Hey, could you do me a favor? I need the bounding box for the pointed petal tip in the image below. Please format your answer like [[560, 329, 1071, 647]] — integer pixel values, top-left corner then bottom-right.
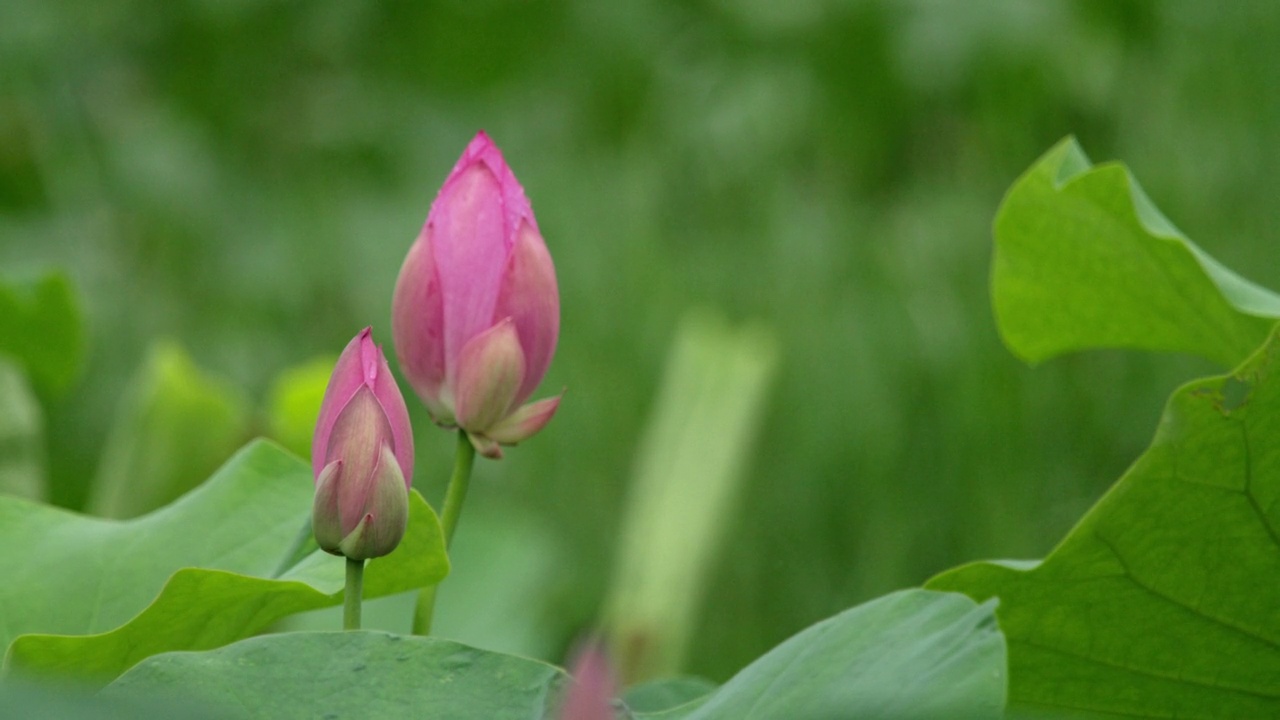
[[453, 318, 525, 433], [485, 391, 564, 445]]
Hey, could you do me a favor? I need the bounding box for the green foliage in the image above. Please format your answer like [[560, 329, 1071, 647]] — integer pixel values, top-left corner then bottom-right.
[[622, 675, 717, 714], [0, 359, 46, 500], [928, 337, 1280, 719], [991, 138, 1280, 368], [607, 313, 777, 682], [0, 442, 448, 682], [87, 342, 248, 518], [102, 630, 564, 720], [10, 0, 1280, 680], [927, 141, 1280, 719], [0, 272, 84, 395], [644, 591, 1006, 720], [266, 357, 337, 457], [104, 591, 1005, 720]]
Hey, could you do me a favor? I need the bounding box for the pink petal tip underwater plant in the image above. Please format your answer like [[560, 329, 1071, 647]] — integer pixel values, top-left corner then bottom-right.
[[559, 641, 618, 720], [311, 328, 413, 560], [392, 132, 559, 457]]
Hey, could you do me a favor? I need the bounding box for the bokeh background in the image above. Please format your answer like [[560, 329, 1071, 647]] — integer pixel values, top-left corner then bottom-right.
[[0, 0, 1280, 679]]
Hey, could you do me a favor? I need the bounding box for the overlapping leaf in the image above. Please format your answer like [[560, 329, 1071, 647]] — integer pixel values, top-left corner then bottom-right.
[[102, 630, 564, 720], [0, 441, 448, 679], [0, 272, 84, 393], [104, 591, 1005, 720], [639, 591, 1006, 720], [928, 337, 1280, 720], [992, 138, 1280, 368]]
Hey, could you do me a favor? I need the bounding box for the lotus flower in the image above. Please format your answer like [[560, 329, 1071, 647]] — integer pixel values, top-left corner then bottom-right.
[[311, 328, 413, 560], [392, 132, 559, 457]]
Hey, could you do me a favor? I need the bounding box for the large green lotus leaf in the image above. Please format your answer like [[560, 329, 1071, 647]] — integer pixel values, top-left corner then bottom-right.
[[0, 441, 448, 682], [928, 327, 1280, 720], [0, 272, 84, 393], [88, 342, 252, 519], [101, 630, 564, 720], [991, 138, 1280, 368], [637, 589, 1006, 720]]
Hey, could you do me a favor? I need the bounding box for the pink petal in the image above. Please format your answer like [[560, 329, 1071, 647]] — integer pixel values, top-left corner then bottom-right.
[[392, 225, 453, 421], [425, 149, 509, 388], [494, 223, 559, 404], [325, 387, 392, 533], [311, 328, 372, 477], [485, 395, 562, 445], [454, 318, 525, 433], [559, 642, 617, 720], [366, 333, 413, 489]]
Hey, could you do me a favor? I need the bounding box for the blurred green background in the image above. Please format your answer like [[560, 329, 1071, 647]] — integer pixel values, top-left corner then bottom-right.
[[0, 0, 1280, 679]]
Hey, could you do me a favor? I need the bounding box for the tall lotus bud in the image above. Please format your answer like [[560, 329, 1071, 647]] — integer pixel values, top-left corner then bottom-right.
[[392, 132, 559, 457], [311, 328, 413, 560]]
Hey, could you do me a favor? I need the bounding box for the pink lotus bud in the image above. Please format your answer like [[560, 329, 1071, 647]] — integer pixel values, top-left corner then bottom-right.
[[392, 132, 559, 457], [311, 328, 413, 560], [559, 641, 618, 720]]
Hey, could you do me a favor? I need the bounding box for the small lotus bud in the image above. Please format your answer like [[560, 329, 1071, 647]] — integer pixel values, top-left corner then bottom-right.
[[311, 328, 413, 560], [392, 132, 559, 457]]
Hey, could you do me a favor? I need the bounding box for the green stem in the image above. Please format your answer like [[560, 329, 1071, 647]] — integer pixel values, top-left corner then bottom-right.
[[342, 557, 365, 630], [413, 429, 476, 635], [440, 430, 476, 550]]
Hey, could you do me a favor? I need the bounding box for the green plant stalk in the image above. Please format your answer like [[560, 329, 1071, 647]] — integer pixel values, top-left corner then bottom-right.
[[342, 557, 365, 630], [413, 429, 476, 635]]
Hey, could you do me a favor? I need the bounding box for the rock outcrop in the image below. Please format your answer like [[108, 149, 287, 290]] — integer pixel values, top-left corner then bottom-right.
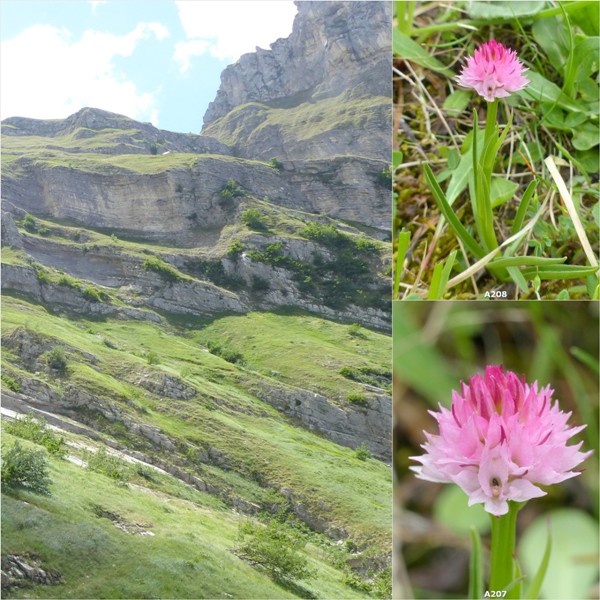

### AIM
Please format the listing as a two-column CSV with the headers input and output, starting at the line that has "for the bokeh" and stopping after the line that has "[[392, 132, 559, 457], [311, 328, 413, 560]]". Each row pairs one line of text (input) with the coordinates that follow it (output), each field quoted and any line breaks turned into spaces.

### SOLVED PROBLEM
input,output
"Hey, could you do me a favor? I need the bounding box for the bokeh background in the image above. Please format your answer like [[560, 329, 1071, 647]] — integer pixel values, top-left corner then bottom-right.","[[0, 0, 1280, 679]]"
"Hey, could you do me a favor? I need the bounding box for the overlapping leaf in the image above. Please format your answer like [[560, 329, 1071, 647]] — integer pixel values, top-left corner then bottom-right.","[[102, 630, 564, 720], [0, 441, 448, 679], [0, 272, 84, 393], [104, 591, 1005, 720], [639, 591, 1006, 720], [928, 337, 1280, 720], [992, 138, 1280, 368]]"
"Hey, could you do me a favor? I need the bounding box for the lotus flower in the image above. Please format your answer like [[560, 329, 1071, 647]] — integer pixel values, top-left corner then bottom-right.","[[311, 328, 413, 560], [392, 132, 559, 457]]"
"Hey, could you do me a favor? I need the bounding box for the large green lotus leaf in the image above. Please format your answer like [[560, 329, 1071, 647]] — integer pixel values, top-left corner then bottom-right.","[[0, 441, 448, 682], [928, 327, 1280, 720], [0, 272, 84, 393], [88, 342, 252, 519], [101, 630, 564, 720], [991, 138, 1280, 368], [637, 589, 1006, 720]]"
"Hey, could you do me a favor? I need the bounding box for the pink petal in the image above. Please format your answer like [[560, 329, 1071, 647]] — integer pixel values, top-left corner then bottom-right.","[[392, 225, 453, 421], [425, 149, 509, 388], [494, 223, 559, 404], [325, 387, 392, 533], [311, 328, 372, 477], [485, 395, 562, 445], [454, 318, 525, 433], [559, 642, 617, 720], [366, 333, 413, 489]]"
"Hey, could you do me a favor? I need the bounding box for the blurred green background in the image above. Please format your answer like [[560, 329, 1071, 647]] — integer pixel values, top-left corner then bottom-right.","[[0, 0, 1280, 679]]"
"Hey, could you do me a favor? I need the bounding box for the tall lotus bud in the image above. Please format your answer like [[560, 329, 1071, 647]] — integer pixel values, top-left corner then bottom-right.","[[392, 132, 559, 457], [311, 328, 413, 560]]"